▶ _To do_: Each line in the entries below that holds the string "stabilizer" is to be listed.

-- Data for this exercise follows --

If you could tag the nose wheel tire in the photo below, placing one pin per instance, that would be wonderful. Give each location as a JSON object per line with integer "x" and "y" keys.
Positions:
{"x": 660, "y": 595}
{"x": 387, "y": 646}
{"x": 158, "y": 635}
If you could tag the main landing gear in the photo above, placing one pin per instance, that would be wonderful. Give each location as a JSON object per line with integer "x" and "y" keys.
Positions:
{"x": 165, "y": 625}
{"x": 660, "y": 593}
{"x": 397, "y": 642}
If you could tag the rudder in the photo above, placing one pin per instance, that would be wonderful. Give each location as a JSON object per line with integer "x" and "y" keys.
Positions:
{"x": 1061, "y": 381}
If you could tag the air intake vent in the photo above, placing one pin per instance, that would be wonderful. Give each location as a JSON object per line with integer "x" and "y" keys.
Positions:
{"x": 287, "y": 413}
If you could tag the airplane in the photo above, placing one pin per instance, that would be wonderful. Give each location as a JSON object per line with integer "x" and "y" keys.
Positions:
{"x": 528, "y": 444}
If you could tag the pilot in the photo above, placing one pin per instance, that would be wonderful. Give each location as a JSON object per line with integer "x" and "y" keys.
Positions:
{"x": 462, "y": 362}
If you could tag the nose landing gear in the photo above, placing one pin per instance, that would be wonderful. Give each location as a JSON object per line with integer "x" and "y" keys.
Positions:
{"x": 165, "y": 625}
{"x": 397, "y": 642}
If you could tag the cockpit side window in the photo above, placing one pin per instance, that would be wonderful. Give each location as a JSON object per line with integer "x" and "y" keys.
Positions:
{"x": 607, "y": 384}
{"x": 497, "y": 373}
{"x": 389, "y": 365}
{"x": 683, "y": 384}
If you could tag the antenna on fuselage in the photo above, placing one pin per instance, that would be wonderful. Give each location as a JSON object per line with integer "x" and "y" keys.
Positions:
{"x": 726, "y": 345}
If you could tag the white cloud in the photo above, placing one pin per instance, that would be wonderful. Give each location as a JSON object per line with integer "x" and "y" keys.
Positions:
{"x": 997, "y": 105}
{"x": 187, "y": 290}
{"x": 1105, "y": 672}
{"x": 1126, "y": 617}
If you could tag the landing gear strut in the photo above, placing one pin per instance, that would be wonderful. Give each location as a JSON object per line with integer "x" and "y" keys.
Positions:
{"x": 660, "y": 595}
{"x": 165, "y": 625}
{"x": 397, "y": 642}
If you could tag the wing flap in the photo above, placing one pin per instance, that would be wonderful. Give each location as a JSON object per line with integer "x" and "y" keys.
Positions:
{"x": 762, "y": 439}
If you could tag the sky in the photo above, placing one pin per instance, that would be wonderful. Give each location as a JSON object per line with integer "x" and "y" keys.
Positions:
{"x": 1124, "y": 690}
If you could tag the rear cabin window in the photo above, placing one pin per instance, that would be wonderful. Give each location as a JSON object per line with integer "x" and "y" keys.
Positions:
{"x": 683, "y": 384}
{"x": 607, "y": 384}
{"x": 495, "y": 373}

-- Data for this exercise concluded --
-- Data for this exercise follows --

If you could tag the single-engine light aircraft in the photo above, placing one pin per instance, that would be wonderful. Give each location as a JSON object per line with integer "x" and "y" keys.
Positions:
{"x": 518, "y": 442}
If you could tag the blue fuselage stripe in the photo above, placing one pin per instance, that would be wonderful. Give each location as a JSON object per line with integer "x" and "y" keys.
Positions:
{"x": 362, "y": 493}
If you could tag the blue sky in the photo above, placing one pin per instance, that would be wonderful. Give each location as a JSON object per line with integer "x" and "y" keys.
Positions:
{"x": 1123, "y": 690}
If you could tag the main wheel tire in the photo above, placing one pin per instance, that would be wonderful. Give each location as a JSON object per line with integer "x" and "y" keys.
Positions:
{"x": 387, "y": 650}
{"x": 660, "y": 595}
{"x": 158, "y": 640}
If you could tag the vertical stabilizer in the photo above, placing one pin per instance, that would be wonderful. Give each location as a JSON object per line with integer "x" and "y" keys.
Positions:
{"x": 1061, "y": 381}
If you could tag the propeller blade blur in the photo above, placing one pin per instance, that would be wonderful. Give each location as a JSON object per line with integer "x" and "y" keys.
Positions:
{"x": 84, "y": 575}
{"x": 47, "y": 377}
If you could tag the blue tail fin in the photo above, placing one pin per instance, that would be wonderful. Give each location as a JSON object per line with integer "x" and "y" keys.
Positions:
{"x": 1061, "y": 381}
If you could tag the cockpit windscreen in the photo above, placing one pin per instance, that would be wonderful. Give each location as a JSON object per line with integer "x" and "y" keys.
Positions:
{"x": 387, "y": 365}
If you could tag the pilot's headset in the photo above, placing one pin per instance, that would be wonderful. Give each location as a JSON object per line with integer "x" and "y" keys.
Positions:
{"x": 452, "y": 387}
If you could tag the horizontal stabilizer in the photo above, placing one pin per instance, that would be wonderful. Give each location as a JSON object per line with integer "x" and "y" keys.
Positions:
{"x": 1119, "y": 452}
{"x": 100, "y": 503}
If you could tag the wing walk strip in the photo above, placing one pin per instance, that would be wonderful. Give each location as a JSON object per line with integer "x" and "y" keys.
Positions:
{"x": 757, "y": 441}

-- Data for this exercise concluded --

▶ _Answer space_:
If you could tag the vertical stabilizer in the photo above, placing one pin per instance, that would be wonderful. Give each location as a JSON object per line with integer "x" and "y" keys.
If you could tag the horizontal stabilizer in the photo above, placing one pin per instance, that would be wonderful. Give each location as a JSON object per line with integer "x" and "y" keys.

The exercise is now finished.